▶ **What the exercise asks**
Rewrite the lines below as a numbered list, leaving out any blank lines.

▶ **Data**
● ● ● ● ● ● ●

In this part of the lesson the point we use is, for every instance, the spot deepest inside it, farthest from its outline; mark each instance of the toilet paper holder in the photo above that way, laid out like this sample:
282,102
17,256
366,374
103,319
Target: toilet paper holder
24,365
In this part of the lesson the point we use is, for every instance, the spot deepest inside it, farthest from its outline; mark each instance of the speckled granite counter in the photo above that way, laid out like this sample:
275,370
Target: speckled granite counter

● ● ● ● ● ● ●

▶ **Solution**
1. In this part of the lesson the point we use is, for every instance, the spot deepest inside it, farthest from its outline; mark each instance of the toilet paper holder in the photo above that way, laid out like this sample:
2. 282,102
3. 17,256
4. 366,374
5. 103,319
6. Target: toilet paper holder
7. 24,365
8. In this part of the lesson the point we use is, for every instance, the spot deepest inside it, farthest from its outline; mark each instance of the speckled granite counter in the photo above that way, laid out like this sample:
9. 275,370
10. Target: speckled granite counter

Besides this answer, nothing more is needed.